§ **WHAT YOU SHOULD DO**
One figure is the whole answer: the number of lines below that contain the word "calm".

§ **PROVIDED INFORMATION**

########

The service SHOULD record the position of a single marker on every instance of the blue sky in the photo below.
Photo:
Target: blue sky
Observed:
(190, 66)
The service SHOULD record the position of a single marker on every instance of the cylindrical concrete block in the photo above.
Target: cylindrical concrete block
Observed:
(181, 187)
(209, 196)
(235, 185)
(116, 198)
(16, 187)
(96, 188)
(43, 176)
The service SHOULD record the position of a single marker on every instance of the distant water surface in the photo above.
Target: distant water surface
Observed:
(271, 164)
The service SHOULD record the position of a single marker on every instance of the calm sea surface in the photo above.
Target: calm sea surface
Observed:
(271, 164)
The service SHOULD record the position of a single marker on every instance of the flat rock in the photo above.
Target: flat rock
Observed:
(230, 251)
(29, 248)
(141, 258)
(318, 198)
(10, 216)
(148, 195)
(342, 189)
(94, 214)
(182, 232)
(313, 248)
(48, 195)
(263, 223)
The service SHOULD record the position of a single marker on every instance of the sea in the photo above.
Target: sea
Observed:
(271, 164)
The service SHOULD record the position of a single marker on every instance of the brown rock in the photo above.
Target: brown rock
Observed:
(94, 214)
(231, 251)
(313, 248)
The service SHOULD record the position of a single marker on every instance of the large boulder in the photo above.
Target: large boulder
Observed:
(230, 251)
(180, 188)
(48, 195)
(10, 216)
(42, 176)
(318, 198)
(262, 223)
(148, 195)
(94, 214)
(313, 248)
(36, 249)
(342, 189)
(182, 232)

########

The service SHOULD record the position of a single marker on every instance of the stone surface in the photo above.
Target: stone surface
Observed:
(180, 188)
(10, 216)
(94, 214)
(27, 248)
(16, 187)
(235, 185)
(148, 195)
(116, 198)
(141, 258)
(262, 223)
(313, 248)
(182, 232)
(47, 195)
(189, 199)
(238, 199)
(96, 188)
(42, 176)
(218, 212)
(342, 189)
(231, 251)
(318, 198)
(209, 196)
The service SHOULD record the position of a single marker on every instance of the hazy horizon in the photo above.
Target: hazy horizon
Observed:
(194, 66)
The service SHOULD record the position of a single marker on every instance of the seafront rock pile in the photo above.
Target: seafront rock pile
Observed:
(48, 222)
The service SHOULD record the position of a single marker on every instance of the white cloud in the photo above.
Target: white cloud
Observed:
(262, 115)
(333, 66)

########

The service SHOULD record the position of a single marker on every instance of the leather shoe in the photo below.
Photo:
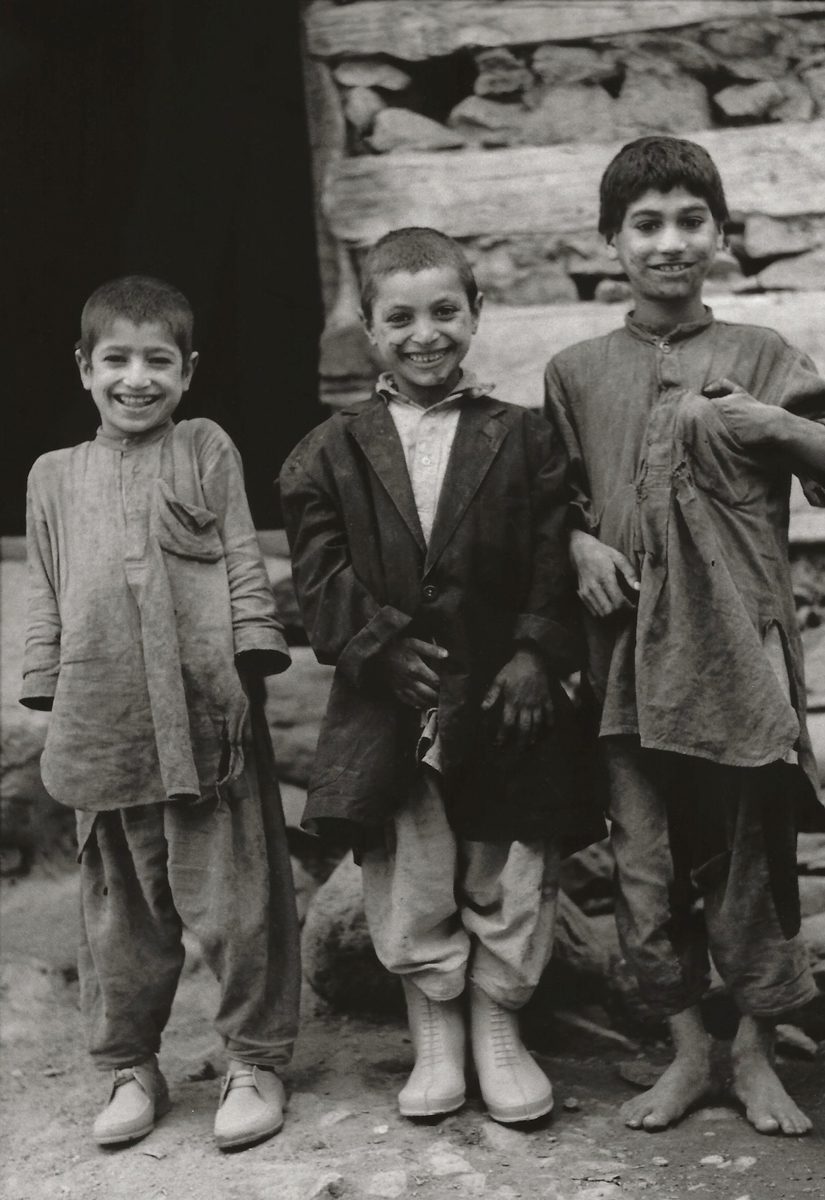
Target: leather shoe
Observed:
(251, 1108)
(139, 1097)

########

§ **TASK OUTPUT**
2